Anonymous
Post 11/29/2016 16:50     Subject: Re:Sahms - what's your schedule during the week?

I agree with you that it's harder. Loads of time away from your child, less time to run errands/do the weekly necessities. It means less weekends as a family. Homemade dinners must be difficult. None of that difficulty enticed me to go back to full time work. I like our easier life.
Anonymous
Post 11/29/2016 16:43     Subject: Re:Sahms - what's your schedule during the week?

Anonymous wrote:
Anonymous wrote:
Anonymous wrote:
Anonymous wrote:I do too. I just don't get paid for it as I see no reason to take a job from someone who needs it. My moral responsibility is my family- always first- and then using my time and resources to help others.


NP here. You sound really classist and patronizing. Please stick to your mom gig and keep your 'help' to yourself.


No- it's annoying to hear what you choose to do constantly demeaned on here. Especially from people I don't believe, like the "human rights lawyer" eho found being a SAHM as a vacation. Talk about patronizing.


Eh, I stayed home for a few years with young kids when I was laid-off during the recession and it took a while to find a job that paid enough to justify the expense of childcare, and while it was a little stressful to have only one income and not know when I would find work again, my life was for sure easier when I was at home in comparison with when I was working.

Do you find that patronizing that I shared this experience?


How the hell did someone hire you with this kind if grammar?
Anonymous
Post 11/29/2016 16:39     Subject: Re:Sahms - what's your schedule during the week?

Anonymous wrote:
Anonymous wrote:
Anonymous wrote:I do too. I just don't get paid for it as I see no reason to take a job from someone who needs it. My moral responsibility is my family- always first- and then using my time and resources to help others.


NP here. You sound really classist and patronizing. Please stick to your mom gig and keep your 'help' to yourself.


No- it's annoying to hear what you choose to do constantly demeaned on here. Especially from people I don't believe, like the "human rights lawyer" eho found being a SAHM as a vacation. Talk about patronizing.


Eh, I stayed home for a few years with young kids when I was laid-off during the recession and it took a while to find a job that paid enough to justify the expense of childcare, and while it was a little stressful to have only one income and not know when I would find work again, my life was for sure easier when I was at home in comparison with when I was working.

**Information given:**

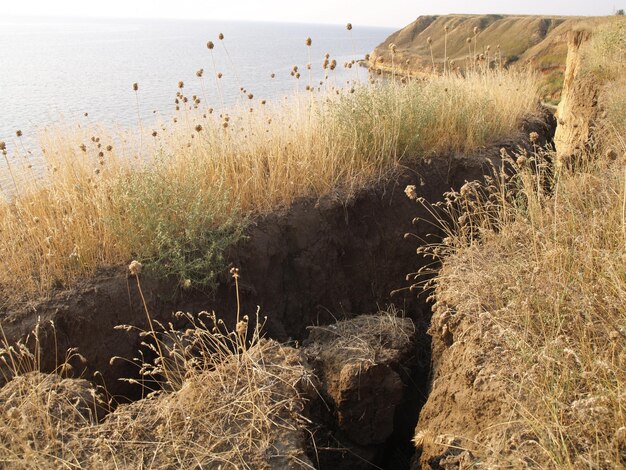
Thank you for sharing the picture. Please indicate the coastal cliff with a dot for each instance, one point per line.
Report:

...

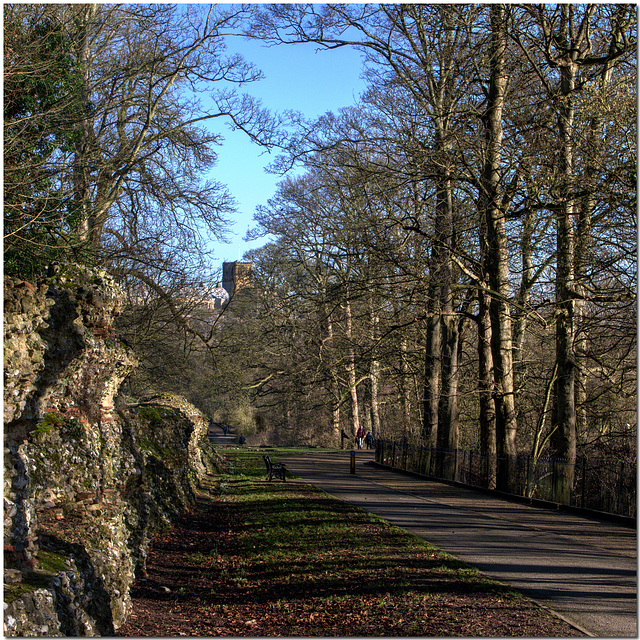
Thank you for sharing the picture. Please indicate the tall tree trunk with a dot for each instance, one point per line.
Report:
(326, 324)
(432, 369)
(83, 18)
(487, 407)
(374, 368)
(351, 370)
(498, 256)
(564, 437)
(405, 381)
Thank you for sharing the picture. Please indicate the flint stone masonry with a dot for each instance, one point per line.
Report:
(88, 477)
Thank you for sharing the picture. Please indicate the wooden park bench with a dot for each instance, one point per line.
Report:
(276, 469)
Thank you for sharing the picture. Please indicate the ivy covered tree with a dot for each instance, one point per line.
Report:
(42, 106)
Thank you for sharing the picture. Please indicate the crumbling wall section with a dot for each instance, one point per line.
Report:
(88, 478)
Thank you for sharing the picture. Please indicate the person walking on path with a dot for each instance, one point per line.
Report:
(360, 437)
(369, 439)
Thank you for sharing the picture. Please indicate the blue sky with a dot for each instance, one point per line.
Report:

**Stated problem:** Could you pick up the forum thread on stay-at-home moms' weekday schedules from its last line? The items have nothing to do with this.

**Response:**
Do you find that patronizing that I shared this experience?
Anonymous
Post 11/29/2016 15:37     Subject: Re:Sahms - what's your schedule during the week?

Anonymous wrote:OP if you're still reading this post... I wish we could meet up! I'm in the same(ish) boat but with a 6 month old. She's only happy when we are on the move. We walk 5-7 miles a day. I'm really hoping for a mild or at least dry winter. DD is currently napping, once she's up we'll be headed to the Portrait Museum since it's raining.

I get the frustration, everyone says how happy she is. Yes she's happy as long as I don't stop moving!


Op here: yes yes yes this!
Anonymous
Post 11/29/2016 14:35     Subject: Re:Sahms - what's your schedule during the week?

**** Oops. Sorry PP, I read PP instead of OP and didn't realize that you were someone else.
Anonymous
Post 11/29/2016 14:35     Subject: Re:Sahms - what's your schedule during the week?

Anonymous wrote:
Anonymous wrote:
Anonymous wrote:
Anonymous wrote:In fairness, since you've never been home all day with three kids you have no idea what you are talking about.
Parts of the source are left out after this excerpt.